*Written instruction*. Copy the rows word for word, from the line containing "output x=677, y=13." through the line containing "x=881, y=260", including both of those lines.

Object point labels
______________________________
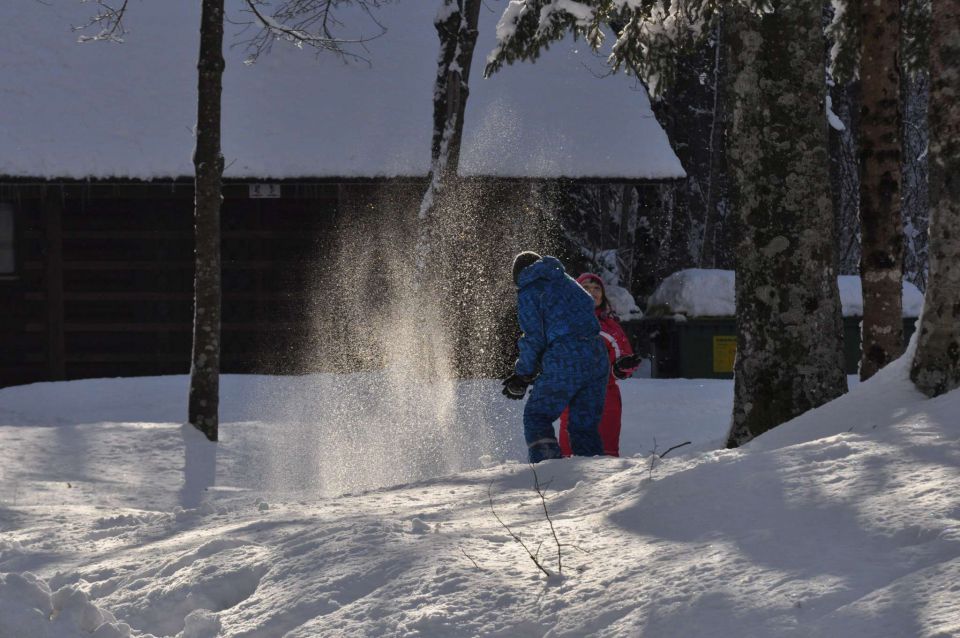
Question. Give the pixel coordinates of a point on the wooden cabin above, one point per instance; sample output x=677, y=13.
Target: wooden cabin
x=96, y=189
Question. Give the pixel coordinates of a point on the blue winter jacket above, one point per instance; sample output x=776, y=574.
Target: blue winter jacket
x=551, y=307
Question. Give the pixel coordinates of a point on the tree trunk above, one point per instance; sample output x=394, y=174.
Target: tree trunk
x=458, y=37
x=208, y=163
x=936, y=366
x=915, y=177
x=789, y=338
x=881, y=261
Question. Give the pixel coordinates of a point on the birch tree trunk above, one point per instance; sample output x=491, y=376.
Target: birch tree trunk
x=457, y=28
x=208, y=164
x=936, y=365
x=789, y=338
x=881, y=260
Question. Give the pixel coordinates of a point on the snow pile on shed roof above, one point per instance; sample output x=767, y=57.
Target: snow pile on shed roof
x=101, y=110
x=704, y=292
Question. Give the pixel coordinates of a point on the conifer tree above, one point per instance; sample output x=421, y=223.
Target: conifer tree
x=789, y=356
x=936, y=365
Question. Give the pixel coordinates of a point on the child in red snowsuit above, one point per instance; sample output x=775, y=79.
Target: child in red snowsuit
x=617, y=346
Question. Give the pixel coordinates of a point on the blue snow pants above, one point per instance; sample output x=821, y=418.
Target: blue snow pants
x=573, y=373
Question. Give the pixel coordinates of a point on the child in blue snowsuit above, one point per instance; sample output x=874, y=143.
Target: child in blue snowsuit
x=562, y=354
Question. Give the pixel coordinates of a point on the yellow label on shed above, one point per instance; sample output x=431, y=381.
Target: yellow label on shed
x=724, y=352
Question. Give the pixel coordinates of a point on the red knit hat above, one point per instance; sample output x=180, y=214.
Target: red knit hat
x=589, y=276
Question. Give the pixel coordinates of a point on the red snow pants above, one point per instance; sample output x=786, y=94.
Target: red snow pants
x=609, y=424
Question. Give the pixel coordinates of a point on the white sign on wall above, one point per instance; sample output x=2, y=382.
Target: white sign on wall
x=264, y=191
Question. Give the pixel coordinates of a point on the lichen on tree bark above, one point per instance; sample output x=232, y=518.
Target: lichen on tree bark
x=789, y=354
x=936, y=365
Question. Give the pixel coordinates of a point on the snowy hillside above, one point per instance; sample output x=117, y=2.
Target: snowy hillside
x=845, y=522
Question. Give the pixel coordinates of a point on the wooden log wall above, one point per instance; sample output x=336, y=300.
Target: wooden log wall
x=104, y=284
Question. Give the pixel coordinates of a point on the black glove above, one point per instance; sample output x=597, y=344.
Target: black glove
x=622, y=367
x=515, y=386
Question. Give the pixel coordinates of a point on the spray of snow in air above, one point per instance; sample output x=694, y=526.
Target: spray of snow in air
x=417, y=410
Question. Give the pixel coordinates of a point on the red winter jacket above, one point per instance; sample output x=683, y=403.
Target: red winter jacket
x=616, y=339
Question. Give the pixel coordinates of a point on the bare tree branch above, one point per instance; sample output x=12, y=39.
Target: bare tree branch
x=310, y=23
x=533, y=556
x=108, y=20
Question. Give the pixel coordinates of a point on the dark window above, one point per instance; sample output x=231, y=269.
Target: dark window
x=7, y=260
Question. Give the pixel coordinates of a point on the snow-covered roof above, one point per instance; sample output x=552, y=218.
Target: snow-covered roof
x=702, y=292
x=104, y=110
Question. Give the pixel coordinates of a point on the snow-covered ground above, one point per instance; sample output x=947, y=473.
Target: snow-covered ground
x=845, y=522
______________________________
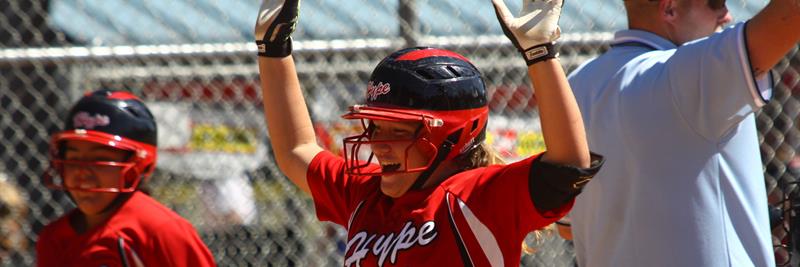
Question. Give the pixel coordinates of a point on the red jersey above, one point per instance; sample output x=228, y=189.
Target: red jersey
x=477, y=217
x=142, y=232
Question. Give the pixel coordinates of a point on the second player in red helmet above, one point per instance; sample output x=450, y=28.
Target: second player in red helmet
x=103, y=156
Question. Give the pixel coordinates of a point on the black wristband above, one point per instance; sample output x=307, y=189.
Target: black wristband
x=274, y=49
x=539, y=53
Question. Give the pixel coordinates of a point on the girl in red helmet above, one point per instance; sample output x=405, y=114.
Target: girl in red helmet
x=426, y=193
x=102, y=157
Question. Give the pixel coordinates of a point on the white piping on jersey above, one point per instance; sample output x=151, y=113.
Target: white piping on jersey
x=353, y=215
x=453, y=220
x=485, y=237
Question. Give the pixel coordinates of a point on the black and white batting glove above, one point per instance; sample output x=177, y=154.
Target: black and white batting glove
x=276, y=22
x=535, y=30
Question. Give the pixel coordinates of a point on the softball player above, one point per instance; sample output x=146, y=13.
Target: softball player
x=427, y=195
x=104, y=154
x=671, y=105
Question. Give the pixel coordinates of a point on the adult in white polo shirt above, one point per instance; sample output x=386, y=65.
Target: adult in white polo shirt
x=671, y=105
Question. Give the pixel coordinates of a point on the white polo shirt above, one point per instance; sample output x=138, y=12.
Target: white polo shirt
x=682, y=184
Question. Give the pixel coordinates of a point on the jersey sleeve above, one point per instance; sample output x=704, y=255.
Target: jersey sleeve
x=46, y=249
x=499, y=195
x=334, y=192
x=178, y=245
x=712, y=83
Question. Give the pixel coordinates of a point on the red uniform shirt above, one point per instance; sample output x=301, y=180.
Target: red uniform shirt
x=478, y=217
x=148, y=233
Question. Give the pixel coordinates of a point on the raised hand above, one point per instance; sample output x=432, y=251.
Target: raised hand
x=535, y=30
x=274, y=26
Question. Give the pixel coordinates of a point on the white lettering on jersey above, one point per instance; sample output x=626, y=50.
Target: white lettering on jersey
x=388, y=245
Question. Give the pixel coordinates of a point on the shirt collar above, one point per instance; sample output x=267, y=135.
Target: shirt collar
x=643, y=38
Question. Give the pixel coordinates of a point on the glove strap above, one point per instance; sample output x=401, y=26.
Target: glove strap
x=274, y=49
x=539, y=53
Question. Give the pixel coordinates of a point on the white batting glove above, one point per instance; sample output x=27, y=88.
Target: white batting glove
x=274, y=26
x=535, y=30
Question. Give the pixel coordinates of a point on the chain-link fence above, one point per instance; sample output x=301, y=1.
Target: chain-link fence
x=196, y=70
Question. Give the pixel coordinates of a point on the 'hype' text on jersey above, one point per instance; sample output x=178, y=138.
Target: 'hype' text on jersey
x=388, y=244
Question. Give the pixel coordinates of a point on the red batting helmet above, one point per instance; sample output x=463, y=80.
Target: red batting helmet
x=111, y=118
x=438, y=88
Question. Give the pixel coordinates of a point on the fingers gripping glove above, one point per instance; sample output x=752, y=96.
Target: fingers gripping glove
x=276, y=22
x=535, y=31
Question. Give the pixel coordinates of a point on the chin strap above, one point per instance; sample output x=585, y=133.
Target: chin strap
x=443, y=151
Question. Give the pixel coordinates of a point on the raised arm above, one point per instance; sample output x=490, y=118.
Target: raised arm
______________________________
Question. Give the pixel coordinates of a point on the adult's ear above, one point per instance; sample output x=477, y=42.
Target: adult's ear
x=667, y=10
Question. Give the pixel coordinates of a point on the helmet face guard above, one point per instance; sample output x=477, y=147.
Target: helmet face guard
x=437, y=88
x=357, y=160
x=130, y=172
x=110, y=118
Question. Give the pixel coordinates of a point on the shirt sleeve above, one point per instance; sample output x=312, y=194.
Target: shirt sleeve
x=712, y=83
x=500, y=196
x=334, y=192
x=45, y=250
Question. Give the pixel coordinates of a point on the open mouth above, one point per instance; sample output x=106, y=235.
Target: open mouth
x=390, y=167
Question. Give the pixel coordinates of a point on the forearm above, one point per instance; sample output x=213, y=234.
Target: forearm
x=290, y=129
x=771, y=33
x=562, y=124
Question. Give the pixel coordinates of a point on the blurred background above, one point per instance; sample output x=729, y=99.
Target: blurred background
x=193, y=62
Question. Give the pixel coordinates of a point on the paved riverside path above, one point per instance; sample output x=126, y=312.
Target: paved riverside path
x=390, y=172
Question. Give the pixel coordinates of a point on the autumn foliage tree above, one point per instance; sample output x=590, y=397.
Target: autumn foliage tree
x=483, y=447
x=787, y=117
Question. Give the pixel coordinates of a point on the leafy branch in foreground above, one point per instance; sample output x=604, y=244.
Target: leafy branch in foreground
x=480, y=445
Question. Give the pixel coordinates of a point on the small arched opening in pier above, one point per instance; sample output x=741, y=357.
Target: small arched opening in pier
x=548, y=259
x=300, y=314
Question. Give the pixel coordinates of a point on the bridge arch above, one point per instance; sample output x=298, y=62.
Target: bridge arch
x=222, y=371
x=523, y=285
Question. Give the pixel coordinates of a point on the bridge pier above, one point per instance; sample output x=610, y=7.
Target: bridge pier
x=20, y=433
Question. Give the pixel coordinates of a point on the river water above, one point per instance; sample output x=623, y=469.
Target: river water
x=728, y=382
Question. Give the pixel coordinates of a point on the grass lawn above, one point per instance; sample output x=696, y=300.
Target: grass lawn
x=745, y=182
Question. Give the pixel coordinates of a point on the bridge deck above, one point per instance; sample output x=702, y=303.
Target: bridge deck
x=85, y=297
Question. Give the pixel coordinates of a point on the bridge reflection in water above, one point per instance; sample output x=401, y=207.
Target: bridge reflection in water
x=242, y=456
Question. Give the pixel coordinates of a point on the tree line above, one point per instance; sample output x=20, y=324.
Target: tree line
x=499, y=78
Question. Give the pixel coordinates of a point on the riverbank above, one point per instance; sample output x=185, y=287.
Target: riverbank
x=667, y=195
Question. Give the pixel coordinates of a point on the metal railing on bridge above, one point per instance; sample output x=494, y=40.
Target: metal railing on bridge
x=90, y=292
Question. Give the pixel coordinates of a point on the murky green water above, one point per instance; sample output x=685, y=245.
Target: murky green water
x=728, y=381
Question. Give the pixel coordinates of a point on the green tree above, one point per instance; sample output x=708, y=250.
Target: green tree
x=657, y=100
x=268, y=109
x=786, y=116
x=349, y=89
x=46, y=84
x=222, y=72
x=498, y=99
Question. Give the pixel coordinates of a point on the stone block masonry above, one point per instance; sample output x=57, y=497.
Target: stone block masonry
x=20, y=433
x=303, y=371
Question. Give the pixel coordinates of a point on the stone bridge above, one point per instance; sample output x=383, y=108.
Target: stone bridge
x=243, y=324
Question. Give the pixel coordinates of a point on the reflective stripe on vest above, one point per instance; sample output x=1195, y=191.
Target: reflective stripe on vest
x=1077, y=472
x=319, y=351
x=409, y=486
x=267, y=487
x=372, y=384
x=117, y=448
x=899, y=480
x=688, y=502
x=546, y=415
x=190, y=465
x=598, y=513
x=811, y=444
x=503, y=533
______________________________
*Answer below*.
Question. Give the pixel coordinates of a point on the wooden cabin above, one point per instance; sample output x=677, y=13.
Target: wooden cabin
x=96, y=189
Question. Give the pixel coordinates of a point on the blue winter jacket above, one point per instance; sample output x=776, y=574.
Target: blue winter jacket
x=551, y=307
Question. Give the pixel coordinates of a point on the tree trunk above, one point per instance; sample output x=394, y=174.
Target: tree trunk
x=458, y=37
x=208, y=163
x=936, y=366
x=915, y=177
x=789, y=338
x=881, y=261
Question. Give the pixel coordinates of a point on the birch tree trunk above, one point per instance; sample output x=491, y=376.
Target: birch tree trunk
x=457, y=28
x=208, y=164
x=936, y=365
x=789, y=338
x=881, y=260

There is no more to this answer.